◆ TASK DETAILS
Count the lines in the listing below that contain the string "blue", with case taken into account, and reply with the number alone.

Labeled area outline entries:
┄┄┄┄┄┄

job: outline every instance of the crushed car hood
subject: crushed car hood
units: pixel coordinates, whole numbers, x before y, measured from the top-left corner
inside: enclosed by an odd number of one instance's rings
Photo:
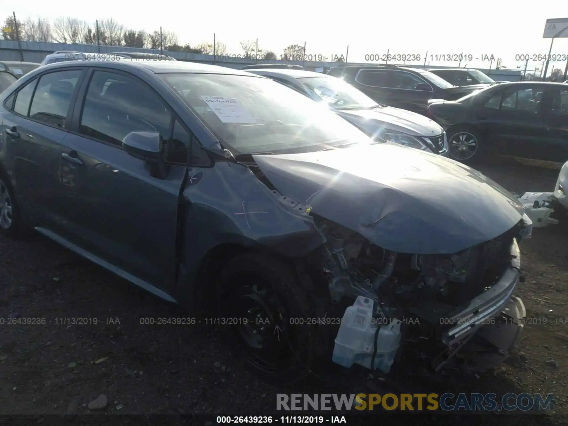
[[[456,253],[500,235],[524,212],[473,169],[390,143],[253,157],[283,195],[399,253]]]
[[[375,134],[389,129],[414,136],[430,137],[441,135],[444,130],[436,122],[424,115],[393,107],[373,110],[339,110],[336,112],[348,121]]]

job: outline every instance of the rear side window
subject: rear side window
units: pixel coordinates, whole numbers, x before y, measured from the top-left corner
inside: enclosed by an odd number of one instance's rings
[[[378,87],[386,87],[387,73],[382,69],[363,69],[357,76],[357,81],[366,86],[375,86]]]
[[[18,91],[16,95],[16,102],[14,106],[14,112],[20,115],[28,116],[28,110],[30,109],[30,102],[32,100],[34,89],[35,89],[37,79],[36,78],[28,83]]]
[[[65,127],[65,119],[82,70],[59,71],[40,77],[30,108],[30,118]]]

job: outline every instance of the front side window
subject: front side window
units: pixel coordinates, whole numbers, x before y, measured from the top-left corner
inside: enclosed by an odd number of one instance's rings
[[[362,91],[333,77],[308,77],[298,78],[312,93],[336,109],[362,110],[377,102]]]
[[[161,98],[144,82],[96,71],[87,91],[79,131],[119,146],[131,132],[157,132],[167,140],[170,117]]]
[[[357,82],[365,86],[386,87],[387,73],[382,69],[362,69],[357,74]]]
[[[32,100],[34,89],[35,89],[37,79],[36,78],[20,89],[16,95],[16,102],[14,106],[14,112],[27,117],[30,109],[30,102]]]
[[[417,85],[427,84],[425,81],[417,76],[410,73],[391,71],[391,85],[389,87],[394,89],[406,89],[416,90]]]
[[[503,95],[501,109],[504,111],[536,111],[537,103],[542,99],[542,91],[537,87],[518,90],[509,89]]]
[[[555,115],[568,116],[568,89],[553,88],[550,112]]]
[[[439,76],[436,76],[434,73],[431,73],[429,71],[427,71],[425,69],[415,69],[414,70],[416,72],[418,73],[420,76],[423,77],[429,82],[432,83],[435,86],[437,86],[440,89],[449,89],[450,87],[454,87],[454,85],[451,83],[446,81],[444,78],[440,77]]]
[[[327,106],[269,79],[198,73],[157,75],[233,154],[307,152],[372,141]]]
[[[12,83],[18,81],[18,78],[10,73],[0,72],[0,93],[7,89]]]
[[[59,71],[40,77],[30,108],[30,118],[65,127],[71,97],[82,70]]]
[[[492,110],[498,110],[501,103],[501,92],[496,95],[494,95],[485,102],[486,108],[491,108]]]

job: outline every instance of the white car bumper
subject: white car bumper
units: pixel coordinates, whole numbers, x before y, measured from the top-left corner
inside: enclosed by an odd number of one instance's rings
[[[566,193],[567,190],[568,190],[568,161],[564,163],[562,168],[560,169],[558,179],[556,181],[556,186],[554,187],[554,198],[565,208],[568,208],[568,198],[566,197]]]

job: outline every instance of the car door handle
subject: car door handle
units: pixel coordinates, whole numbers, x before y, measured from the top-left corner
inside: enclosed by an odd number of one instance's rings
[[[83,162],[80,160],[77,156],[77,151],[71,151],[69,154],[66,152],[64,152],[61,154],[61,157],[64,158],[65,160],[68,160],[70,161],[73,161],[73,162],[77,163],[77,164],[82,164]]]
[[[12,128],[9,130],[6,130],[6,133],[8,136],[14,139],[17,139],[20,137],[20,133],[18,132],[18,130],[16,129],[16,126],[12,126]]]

┄┄┄┄┄┄

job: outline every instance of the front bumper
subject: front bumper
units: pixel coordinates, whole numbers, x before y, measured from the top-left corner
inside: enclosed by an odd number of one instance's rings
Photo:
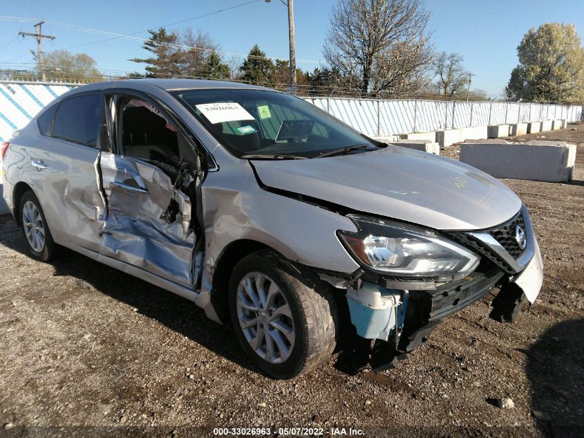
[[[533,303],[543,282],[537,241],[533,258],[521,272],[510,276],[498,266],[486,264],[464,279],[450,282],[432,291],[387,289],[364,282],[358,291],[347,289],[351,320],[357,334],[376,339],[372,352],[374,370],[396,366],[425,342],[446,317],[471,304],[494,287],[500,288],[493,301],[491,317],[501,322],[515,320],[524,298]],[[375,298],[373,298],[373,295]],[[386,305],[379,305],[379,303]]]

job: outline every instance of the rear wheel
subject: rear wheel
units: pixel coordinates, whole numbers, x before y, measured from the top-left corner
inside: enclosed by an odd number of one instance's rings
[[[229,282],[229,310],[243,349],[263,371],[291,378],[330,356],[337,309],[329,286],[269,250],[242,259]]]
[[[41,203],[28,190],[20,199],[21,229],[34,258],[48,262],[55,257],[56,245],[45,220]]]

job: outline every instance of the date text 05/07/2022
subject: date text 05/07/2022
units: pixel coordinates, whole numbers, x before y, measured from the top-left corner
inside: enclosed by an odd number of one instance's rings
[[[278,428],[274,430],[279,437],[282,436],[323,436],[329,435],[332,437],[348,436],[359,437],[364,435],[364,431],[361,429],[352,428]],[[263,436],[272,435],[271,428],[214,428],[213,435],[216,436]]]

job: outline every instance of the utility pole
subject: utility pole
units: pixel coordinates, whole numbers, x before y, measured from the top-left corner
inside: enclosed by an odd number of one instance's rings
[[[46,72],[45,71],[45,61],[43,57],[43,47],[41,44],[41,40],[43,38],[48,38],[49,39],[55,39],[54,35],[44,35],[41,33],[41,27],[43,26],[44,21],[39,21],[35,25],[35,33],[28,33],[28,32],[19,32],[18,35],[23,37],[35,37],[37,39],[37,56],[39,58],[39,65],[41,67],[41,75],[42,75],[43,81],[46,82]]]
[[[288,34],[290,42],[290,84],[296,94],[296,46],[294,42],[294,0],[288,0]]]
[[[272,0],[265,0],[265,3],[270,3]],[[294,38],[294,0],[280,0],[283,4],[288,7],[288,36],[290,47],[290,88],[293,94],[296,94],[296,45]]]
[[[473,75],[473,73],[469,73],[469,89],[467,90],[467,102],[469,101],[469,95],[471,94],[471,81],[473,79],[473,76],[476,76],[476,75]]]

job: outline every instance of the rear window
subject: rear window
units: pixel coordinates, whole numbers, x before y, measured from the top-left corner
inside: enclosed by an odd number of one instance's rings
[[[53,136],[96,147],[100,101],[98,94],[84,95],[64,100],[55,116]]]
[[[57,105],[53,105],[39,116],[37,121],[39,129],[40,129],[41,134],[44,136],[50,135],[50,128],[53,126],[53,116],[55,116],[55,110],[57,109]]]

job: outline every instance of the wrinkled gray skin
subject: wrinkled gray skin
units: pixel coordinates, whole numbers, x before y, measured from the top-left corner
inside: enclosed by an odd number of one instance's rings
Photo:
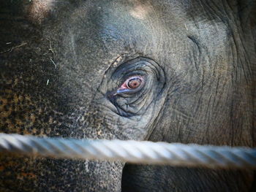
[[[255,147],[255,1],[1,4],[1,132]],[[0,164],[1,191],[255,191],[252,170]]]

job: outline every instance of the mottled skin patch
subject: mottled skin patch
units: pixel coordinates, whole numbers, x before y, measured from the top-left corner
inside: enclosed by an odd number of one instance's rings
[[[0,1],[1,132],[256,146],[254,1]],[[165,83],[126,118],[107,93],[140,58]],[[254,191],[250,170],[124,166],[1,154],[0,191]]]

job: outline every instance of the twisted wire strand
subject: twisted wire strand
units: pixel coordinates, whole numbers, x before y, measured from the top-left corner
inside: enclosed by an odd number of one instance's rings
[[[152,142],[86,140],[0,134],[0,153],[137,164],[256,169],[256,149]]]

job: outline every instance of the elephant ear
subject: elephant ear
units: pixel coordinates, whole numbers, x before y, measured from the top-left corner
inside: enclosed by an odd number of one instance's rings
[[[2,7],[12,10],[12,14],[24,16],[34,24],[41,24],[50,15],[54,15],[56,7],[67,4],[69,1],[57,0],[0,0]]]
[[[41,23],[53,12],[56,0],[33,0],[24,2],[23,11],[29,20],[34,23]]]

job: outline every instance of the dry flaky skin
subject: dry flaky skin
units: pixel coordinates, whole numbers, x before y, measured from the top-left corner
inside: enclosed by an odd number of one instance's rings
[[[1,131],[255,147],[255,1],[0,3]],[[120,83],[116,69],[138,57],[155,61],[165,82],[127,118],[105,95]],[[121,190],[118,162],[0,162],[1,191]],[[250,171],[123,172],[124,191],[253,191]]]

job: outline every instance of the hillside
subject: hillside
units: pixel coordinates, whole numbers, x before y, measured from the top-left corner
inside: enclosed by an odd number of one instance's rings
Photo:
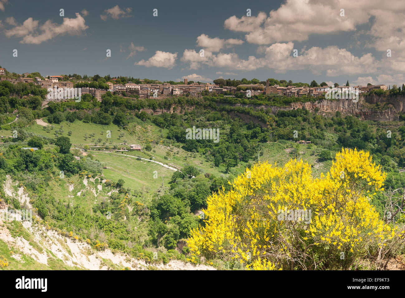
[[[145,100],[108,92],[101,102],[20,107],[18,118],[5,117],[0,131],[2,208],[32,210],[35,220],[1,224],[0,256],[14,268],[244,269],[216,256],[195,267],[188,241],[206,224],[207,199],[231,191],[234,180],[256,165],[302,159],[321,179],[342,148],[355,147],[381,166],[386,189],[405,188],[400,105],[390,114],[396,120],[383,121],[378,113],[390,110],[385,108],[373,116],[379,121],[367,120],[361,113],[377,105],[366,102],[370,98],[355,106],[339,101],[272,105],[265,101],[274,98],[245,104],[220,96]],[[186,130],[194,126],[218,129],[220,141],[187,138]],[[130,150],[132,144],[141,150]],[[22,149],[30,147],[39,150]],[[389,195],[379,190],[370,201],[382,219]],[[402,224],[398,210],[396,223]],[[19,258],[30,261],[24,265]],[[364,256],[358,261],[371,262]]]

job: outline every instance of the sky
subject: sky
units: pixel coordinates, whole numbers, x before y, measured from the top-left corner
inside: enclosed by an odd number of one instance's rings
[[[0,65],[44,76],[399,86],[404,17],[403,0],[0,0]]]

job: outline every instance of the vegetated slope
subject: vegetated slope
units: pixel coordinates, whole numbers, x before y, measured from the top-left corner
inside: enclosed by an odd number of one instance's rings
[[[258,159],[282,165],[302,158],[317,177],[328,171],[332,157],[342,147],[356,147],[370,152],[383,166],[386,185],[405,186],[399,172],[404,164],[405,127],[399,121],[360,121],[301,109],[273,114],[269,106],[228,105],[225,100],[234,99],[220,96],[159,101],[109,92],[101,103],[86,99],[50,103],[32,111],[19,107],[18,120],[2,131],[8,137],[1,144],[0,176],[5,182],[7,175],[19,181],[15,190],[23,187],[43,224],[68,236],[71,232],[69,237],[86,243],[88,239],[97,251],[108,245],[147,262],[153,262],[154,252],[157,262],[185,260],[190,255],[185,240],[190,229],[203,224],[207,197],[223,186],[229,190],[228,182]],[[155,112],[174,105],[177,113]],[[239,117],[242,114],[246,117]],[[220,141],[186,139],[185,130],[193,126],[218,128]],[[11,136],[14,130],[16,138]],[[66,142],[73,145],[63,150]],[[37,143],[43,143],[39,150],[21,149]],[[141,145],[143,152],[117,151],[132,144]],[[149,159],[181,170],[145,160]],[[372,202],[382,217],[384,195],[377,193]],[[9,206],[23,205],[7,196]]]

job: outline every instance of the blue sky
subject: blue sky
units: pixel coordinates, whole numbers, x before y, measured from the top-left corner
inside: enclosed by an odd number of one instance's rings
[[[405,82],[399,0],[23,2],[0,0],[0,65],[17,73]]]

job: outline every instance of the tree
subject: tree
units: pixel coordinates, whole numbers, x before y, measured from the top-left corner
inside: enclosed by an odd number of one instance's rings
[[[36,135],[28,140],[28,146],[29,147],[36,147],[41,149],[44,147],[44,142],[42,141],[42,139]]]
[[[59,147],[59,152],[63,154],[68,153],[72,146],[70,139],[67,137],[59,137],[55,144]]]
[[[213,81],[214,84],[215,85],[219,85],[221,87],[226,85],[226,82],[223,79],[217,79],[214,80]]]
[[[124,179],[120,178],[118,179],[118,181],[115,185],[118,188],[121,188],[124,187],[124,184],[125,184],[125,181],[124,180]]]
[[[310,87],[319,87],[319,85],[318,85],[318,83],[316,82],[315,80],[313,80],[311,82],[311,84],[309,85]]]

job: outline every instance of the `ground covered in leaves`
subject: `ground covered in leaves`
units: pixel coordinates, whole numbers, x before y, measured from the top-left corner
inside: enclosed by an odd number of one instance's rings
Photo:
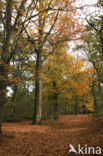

┄┄┄┄┄┄

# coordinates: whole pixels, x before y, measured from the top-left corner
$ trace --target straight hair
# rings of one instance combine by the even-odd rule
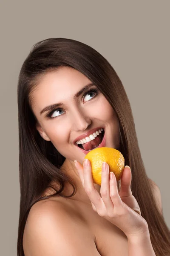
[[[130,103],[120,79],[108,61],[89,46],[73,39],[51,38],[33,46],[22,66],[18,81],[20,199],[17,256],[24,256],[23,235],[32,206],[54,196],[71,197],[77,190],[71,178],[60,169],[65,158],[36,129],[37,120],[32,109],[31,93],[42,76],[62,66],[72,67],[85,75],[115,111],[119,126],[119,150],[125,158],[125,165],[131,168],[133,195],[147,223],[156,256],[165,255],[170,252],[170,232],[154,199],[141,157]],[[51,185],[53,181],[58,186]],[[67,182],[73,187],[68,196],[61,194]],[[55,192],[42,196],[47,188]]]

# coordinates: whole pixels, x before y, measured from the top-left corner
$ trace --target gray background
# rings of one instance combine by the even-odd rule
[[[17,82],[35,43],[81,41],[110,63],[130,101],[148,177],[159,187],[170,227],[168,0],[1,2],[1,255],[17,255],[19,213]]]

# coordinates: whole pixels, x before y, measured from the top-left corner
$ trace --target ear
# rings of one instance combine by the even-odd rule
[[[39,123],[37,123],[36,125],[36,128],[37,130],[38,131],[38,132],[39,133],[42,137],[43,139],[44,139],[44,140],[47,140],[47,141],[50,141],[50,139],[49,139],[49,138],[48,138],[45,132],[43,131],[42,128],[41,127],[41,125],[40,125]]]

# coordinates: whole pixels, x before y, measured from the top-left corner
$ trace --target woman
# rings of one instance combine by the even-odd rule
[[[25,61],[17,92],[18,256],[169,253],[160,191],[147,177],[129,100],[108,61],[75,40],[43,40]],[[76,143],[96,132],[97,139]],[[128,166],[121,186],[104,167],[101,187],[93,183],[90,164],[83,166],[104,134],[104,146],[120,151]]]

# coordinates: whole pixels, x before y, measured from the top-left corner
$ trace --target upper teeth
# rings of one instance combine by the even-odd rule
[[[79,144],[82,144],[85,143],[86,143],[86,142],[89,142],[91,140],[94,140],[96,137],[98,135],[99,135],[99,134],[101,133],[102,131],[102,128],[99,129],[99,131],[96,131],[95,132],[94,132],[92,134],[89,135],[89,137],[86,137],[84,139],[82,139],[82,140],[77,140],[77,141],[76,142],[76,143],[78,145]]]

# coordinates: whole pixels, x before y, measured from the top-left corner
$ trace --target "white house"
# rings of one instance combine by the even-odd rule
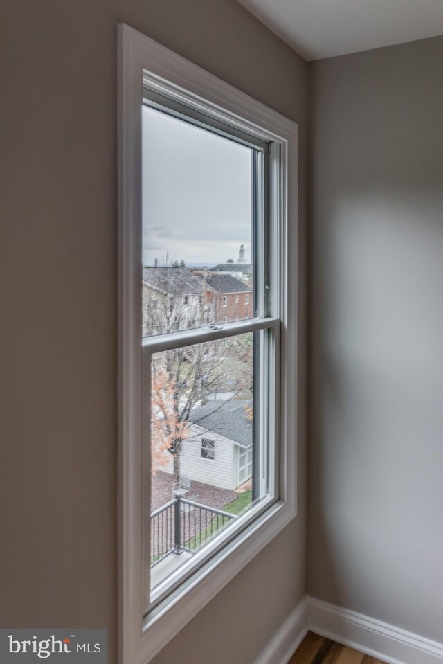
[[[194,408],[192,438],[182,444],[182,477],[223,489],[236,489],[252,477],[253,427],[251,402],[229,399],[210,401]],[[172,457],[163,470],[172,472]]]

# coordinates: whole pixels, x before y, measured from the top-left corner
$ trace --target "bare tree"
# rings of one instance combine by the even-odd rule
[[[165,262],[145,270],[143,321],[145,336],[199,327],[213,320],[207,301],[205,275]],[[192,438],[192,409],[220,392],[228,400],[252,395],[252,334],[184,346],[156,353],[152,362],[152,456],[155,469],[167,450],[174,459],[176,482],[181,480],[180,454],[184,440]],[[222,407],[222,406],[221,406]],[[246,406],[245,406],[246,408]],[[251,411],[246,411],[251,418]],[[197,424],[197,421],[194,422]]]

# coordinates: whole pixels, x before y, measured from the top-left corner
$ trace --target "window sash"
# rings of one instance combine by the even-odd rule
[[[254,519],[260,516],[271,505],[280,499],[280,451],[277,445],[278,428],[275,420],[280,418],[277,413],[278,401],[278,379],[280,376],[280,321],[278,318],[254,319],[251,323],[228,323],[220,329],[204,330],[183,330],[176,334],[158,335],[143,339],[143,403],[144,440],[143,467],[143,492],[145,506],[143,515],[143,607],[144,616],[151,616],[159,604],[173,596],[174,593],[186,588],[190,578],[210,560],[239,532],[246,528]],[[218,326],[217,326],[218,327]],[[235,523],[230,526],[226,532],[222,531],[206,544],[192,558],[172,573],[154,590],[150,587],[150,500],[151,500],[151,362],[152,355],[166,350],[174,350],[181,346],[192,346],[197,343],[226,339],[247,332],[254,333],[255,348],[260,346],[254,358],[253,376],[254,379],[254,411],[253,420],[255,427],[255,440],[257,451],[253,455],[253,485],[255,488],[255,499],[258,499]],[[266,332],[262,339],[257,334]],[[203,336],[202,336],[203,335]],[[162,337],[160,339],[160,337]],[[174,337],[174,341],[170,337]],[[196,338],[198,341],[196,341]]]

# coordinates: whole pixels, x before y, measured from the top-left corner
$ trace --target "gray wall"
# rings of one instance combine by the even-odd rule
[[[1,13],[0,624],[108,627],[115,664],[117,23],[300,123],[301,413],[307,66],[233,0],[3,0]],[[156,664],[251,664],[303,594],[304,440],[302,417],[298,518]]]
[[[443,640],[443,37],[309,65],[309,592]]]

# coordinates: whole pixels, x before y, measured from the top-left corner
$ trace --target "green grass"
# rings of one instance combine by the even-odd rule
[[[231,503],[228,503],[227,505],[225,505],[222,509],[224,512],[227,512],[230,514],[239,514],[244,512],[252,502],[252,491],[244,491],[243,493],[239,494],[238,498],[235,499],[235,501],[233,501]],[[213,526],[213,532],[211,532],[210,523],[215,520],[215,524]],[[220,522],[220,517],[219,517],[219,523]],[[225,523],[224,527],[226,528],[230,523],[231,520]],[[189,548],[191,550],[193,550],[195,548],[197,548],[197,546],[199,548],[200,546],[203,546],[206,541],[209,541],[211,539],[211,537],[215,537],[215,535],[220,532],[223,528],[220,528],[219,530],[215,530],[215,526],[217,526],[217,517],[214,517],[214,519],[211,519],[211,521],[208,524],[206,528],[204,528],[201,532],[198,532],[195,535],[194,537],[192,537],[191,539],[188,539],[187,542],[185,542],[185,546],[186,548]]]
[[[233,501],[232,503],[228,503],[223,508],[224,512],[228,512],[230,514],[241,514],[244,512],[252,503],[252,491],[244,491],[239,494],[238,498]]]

┄┄┄┄┄┄

◆ TASK RESULT
2